• STATED TASK 1
Reproduce, line for line, the part of the records that opens with the line containing "In the picture above, whereabouts is the flower petal?" and runs through the last line of the records, both ends included.

• SOURCE TEXT
▬▬▬

Documentation Revision Date: 2025-02-18
Dataset Version: 1.1
Summary
This dataset consists of five data files in portable document format (PDF); one file for each of the five languages.

Figure 1. PANGEA measurements and scaling. PANGEA takes an integrated and transdisciplinary approach to science and applications, and will collect ground, tower, drone, and aircraft data in tropical forest landscapes across Africa and the Americas. Modeling and satellite remote sensing analyses will integrate this information to advance understanding of forests pantropically.
Citation
Ordway, E.M., M.M. Keller, M. Longo, R. Negron-Juarez, Y. Feng, H. Stouter, I.N. Rivera, A. Alencar, A. Bey, R.K. Braghiere, A. Cardoso, K.D. Chadwick, J.D Fuentes, R. Eckert, L. Fatoyinbo, A. Ferraz, L. Guild, M.S. Johnson, E. Kane, L.S. Koutika, Y. Li, J. Liu, I.B. Mccubbin, F. Meunier, C.E. Miller, H.C. Muller-Landau, T. Nkuintchua, M. Nunes, L.B.S. Takougoum, M.J. Santos, F.D. Schneider, M. Simard, B. Sonke, C. Terrer, M. von Essen, M.Y. Wong, S.R. Worden, X. Xiao, V. Zaunbrecher, M. Bauters, P. Boeckx, J. Bowen, I. Chiari, O. Csillik, G. Diez, M. Doroso, D.D. Pugley, W. Hubau, A.E. Ochoa, E. Gora, A. Hoyt, J.C. Jintiach, V. Maqque, C. Perryman, Z. Pierrat, L. Saraiva, D. Singh, I. Tanshi, J. Thompson, and H. Verbeeck. 2025. The PANGEA Scoping Study Final Report. ORNL DAAC, Oak Ridge, Tennessee, USA. https://doi.org/10.3334/ORNLDAAC/2405
Table of Contents
- Dataset Overview
- Data Characteristics
- Application and Derivation
- Quality Assessment
- Data Acquisition, Materials, and Methods
- Data Access
- References
- Dataset Revisions
Dataset Overview
This dataset provides the final report from the PAN tropical investigation of bioGeochemistry and Ecological Adaptation (PANGEA) scoping study. PANGEA is one of the two scoping studies funded by NASA in 2023 to identify the scientific questions and develop the initial study design and implementation concept for a new NASA Terrestrial Ecology field campaign. This report provides 1) the scientific rationale; 2) an initial study design concept; 3) a presentation of science questions, goals, and objectives; 4) the rationale in terms of state-of-the-art, relevance, and expected advances; 5) implementation concepts; and 6) other information to enable NASA to fully evaluate the project. This report outlines the PANGEA concept, including the PANGEA science themes, science questions, the scientific and technical advancement arising from PANGEA, the critical role of NASA remote sensing, PANGEA's research strategy and study design, PANGEA's capacity-building and training priorities, community engagement strategy, ability to enable Earth Action, and technical and logistical feasibility. The PANGEA concept reflects the voices of many and was developed in collaboration with over 800 individuals representing over 300 organizations from 42 countries across five continents. This report is provided in five languages including English, Spanish, French, Portuguese, and Indonesian.

▬▬▬

• STATED TASK 2
Extend the PANGEA report dataset description past its final sentence.

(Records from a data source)
▬▬▬

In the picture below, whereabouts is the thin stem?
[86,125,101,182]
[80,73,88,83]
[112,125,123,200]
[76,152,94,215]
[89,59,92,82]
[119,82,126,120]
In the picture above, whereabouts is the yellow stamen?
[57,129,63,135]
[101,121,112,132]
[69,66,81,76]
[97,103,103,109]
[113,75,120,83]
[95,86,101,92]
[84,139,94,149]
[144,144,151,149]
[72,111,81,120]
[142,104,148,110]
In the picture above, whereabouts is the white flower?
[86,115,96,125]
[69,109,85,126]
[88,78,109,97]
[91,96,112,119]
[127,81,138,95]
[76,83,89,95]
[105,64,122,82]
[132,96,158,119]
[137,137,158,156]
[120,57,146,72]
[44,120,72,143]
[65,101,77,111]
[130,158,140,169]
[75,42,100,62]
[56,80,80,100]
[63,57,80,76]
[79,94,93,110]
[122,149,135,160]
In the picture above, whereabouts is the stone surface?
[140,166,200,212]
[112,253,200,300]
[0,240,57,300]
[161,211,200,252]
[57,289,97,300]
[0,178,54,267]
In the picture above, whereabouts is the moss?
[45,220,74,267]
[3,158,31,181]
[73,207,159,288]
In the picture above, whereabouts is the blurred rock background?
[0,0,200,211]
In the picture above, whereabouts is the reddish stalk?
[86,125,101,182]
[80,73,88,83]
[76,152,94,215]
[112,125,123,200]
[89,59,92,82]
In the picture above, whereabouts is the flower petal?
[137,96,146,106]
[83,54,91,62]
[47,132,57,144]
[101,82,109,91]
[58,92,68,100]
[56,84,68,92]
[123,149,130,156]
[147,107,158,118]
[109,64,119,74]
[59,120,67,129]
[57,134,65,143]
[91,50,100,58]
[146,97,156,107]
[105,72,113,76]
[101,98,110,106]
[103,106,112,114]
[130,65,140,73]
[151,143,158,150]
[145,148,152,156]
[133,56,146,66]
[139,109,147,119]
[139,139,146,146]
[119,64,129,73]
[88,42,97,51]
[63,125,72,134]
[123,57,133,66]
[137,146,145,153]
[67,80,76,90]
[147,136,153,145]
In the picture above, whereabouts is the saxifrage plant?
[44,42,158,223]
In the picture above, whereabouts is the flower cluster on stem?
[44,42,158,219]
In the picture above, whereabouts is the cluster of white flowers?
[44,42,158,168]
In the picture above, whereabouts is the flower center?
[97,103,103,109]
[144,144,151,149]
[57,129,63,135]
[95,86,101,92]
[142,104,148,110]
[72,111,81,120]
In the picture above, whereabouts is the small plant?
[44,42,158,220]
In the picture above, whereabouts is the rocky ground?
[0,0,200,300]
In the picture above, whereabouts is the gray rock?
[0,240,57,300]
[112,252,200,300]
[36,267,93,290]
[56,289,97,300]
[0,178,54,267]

▬▬▬

• EXERCISE ANSWER 1
In the picture above, whereabouts is the flower petal?
[137,96,146,106]
[83,54,91,62]
[47,132,57,144]
[101,82,109,91]
[58,92,68,100]
[56,84,68,92]
[123,149,130,156]
[147,107,158,118]
[109,64,119,74]
[59,120,67,129]
[57,134,65,143]
[91,50,100,58]
[146,97,156,107]
[105,72,113,76]
[101,98,110,106]
[103,106,112,114]
[130,65,140,73]
[151,143,158,150]
[145,148,152,156]
[133,56,146,66]
[139,109,147,119]
[139,139,146,146]
[119,64,129,73]
[88,42,97,51]
[63,125,72,134]
[123,57,133,66]
[137,146,145,153]
[67,80,76,90]
[147,136,153,145]
In the picture above, whereabouts is the saxifrage plant?
[44,42,158,223]
In the picture above, whereabouts is the flower cluster on stem?
[44,42,158,219]
In the picture above, whereabouts is the cluster of white flowers?
[44,42,158,168]
In the picture above, whereabouts is the flower center?
[97,103,103,109]
[144,144,151,149]
[57,129,63,135]
[95,86,101,92]
[142,104,148,110]
[72,111,81,120]
In the picture above, whereabouts is the small plant?
[44,42,158,220]
In the picture above, whereabouts is the rocky ground?
[0,0,200,300]
In the picture above, whereabouts is the gray rock?
[0,240,57,300]
[112,252,200,300]
[36,267,93,290]
[56,289,97,300]
[0,178,54,267]

• EXERCISE ANSWER 2
Related Dataset:
Reed, S.C., A.F. Feldman, N.P. Hanan, D.J.P. Moore, D.S. Ojima, W.K. Smith, K. Wessels, C. Amaral, F. Babst, J. Biederman, M.E. Litvak, N. MacBean, B. Poulter, R.L. Scott, A. Babst-Kostecka, Z. Fu, J.K. Green, R.F. Kokaly, R.J. Swap, S.P. Serbin, C.J. Tucker, L. Wang, J.D. Watts, G.M. Wolfe, A. Flores, J.R. Leaf, R. Washington-Allen, K. Prentice, E. Kachergis, J. Reyes, J. Ryan, M. SanClements, H. Loescher, A. Leidner, T. Swetnam, and B. Cook. 2025. The ARID Scoping Study Final Report. ORNL DAAC, Oak Ridge, Tennessee, USA. https://doi.org/10.3334/ORNLDAAC/2408
Acknowledgements:
PANGEA was funded by the NASA Terrestrial Ecology Program (Grant 80NSSC23K1019 to the University of California, Los Angeles).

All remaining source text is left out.